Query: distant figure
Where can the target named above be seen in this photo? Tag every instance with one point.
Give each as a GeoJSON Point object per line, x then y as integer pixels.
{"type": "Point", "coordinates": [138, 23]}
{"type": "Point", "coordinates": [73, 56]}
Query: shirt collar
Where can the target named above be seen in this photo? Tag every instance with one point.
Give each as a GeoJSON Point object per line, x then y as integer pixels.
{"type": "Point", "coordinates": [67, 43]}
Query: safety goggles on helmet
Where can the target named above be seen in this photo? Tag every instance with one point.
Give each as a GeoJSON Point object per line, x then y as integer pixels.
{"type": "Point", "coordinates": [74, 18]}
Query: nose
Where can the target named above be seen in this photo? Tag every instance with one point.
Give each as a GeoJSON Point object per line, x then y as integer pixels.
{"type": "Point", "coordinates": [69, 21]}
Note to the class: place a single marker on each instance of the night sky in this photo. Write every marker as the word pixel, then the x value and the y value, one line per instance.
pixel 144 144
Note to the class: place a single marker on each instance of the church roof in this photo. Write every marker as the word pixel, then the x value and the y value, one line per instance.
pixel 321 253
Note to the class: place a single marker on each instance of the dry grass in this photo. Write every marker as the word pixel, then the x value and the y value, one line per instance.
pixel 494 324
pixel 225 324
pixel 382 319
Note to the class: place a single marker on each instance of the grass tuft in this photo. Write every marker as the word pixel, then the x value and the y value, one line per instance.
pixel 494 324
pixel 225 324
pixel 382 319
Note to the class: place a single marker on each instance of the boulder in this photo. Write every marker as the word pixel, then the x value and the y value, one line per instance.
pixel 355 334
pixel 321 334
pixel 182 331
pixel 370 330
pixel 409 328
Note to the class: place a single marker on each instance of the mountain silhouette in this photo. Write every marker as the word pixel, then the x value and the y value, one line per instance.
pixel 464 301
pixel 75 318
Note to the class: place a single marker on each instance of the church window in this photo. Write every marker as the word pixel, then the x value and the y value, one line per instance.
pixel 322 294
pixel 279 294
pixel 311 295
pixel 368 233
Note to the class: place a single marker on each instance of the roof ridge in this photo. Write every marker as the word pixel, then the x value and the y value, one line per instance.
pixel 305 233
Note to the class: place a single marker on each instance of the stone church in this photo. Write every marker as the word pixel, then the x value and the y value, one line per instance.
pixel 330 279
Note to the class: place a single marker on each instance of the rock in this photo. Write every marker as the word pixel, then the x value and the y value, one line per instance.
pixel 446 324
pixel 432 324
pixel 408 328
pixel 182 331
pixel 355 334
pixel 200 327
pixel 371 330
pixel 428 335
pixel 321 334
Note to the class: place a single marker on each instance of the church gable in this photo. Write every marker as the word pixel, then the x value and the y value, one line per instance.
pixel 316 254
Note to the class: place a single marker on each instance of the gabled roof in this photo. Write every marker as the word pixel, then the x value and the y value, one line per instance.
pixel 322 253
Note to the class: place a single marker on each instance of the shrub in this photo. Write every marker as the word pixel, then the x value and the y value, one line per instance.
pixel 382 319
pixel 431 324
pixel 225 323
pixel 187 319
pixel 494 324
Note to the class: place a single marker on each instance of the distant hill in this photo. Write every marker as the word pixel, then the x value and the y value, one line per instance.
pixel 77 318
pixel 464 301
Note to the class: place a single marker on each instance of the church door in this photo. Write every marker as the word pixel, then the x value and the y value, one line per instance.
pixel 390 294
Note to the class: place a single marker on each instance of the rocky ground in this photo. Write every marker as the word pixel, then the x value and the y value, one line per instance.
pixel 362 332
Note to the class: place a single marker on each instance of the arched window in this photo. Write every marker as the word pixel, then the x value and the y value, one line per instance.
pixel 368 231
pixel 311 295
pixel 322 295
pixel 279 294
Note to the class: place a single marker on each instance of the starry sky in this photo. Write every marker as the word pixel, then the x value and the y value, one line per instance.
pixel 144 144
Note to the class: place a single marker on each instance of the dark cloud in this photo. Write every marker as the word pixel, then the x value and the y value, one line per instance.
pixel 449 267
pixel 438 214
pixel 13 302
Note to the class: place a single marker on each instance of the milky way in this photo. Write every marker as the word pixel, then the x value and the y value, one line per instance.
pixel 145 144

══════

## What you have to do
Would you copy out each record precisely as it stands?

## Solution below
Query: distant figure
Where can the target named above be seen in this photo? Tag every instance with one point.
Give each as a GeoJSON Point object per line, x then y as integer pixels.
{"type": "Point", "coordinates": [138, 23]}
{"type": "Point", "coordinates": [73, 56]}
Query: shirt collar
Where can the target named above be seen in this photo? Tag every instance with one point.
Give each as a GeoJSON Point object per line, x then y as integer pixels.
{"type": "Point", "coordinates": [67, 43]}
Query: safety goggles on helmet
Where can the target named above be seen in this photo? Tag every instance with one point.
Give each as a GeoJSON Point object per line, x then y as integer pixels.
{"type": "Point", "coordinates": [74, 18]}
Query: nose
Where can the target named above be seen in this photo? Tag every instance with one point.
Give each as a GeoJSON Point object per line, x then y as integer pixels.
{"type": "Point", "coordinates": [69, 21]}
Note to the class: place a single marker on each instance of the night sky in this photo. Write every marker as the word pixel, then the x value and the y value, one line per instance.
pixel 144 144
Note to the class: place a single marker on each instance of the church roof in this photo. Write every marker as the word pixel, then the x value and the y value, one line per instance.
pixel 321 253
Note to the class: place a single marker on each instance of the dry grass in this photo. Write every marker as the word pixel, then the x value and the y value, one line per instance.
pixel 494 324
pixel 225 324
pixel 382 319
Note to the class: place a single marker on each instance of the grass tuft in this photo. Write every marker as the word pixel, then the x value and the y value, one line per instance.
pixel 494 324
pixel 225 324
pixel 382 319
Note to the class: place a single marker on each instance of the boulder in this photo. Write every marker as the word pixel, then the x value and the y value, one line per instance.
pixel 355 334
pixel 321 334
pixel 182 331
pixel 370 330
pixel 409 328
Note to the class: place a single marker on each instance of the mountain silhouette in this photo. Write every marker as the word pixel, then the x value and the y value, one line per instance.
pixel 464 301
pixel 75 318
Note to the class: place a single marker on each instance of the church window in this photo. Write every marker as the word pixel, then the x value and the y value, one line per instance.
pixel 322 294
pixel 279 294
pixel 311 295
pixel 368 233
Note to the class: place a single marker on each instance of the roof ridge in this photo. Write every marker as the word pixel, then the x value and the y value, one line per instance.
pixel 305 233
Note to the class: place a single marker on each instance of the stone church in this photo. Write every marker as the word pixel, then the x value and the y value, one line per instance.
pixel 330 279
Note to the class: place a single marker on each instance of the rock in this photo. Write every marker as the word pixel, then the x value and the y value, one line per instance.
pixel 446 324
pixel 432 324
pixel 408 328
pixel 182 331
pixel 355 334
pixel 200 327
pixel 371 330
pixel 428 335
pixel 321 334
Note to the class: place a single marker on each instance of the church gable in this photo. Write every marker as the word pixel, then the x value and the y value, one line per instance.
pixel 316 254
Note to the class: place a single marker on each instance of the gabled roof in this photo. Write every marker as the word pixel, then the x value and the y value, one line per instance.
pixel 322 253
Note to the class: place a single marker on each instance of the shrub in this photo. Write every marker as the word pixel, then the x value and the y value, one line per instance.
pixel 382 319
pixel 431 324
pixel 225 323
pixel 187 319
pixel 494 324
Note to the class: place a single marker on each instance of the distant hill in this photo. Write every marker as the word pixel, then the x value and the y value, one line per instance.
pixel 77 318
pixel 464 301
Note to the class: place a single marker on each instance of the church door in this photo. Write every marker as the word pixel, then the x value and the y value, one line per instance.
pixel 390 294
Note to the class: place a single marker on each instance of the rocky ground in this photo. Write every marker as the word pixel, then the x value and the y value, one line per instance.
pixel 362 332
Note to the class: place a single marker on each instance of the arched window in this photo. Write every marker as the word pixel, then the x value and the y value, one line per instance.
pixel 368 231
pixel 311 295
pixel 322 295
pixel 279 294
Note to the class: place a single marker on each instance of the starry sky in this photo. Write every marker as the word pixel, then the x value and the y value, one line per instance.
pixel 144 144
Note to the class: place a single marker on each instance of the dark cloud in this photo. Write every marker as the word pixel, then the x value and the y value, one line per instance.
pixel 449 267
pixel 438 214
pixel 13 302
Note to the class: place a single marker on each instance of the milky way in this photo. Write every marker as the word pixel, then the x value and the y value, one line per instance.
pixel 145 144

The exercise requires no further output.